Extracted data:
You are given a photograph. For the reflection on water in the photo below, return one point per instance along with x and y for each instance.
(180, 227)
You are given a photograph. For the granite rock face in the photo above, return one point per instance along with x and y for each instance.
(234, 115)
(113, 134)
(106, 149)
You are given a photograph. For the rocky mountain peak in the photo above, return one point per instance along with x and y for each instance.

Task instructions: Set the listing down again in full, exactly as it was given.

Result for this task:
You are given a photograph. For the reflection on water in the photo below, return one point per instance along with x and y for each instance.
(180, 227)
You are given a photograph. For the granite rock face in the photo above, return one point per instance along with x and y for each instance.
(234, 115)
(113, 134)
(106, 149)
You are given a photograph. For the rocky mountain peak in the photo above, return one point per instance along with x and y for each instance.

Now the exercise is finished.